» **Task instructions**
Convert the lines of the items below into a Markdown table with the columns Row and Line, starting at the line that contains "Locate the brick" and ending at the last line of the items, leaving out any blank lines.

----- Task inputs

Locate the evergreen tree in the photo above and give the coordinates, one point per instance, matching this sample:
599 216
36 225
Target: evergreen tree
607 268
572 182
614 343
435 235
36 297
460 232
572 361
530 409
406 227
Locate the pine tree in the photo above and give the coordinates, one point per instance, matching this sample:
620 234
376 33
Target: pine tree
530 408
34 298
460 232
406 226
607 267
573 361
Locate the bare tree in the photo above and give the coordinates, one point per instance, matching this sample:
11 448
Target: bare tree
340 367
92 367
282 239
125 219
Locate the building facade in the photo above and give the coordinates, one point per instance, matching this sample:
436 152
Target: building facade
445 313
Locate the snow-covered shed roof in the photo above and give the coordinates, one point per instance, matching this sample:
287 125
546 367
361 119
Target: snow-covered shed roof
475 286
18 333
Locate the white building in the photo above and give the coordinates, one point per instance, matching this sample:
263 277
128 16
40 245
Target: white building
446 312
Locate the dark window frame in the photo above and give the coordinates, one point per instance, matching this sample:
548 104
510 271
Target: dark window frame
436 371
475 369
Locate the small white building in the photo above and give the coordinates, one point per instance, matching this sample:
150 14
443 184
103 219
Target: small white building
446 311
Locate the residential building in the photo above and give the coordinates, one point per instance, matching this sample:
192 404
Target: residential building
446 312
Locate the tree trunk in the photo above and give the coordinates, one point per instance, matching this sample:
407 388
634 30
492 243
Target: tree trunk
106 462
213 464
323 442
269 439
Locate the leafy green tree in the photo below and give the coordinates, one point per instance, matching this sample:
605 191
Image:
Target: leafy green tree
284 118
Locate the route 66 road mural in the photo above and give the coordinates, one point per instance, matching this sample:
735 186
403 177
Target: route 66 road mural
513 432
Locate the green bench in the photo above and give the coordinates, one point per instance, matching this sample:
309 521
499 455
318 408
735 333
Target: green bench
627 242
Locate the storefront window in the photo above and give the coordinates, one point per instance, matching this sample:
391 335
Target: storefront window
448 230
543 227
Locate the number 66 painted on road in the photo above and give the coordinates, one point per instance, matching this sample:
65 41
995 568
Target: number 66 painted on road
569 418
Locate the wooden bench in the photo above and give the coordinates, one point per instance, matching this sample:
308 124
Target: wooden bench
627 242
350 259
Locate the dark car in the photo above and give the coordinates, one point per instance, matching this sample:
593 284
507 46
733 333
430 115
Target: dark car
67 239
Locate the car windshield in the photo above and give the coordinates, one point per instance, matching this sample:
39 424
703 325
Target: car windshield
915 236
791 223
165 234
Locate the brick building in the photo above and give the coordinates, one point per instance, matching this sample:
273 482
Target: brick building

----------

» **In response**
| Row | Line |
|---|---|
| 1 | Locate the brick building in the photo above and give the coordinates, one point per instance, matching this sample: |
| 2 | 273 482 |
| 3 | Target: brick building |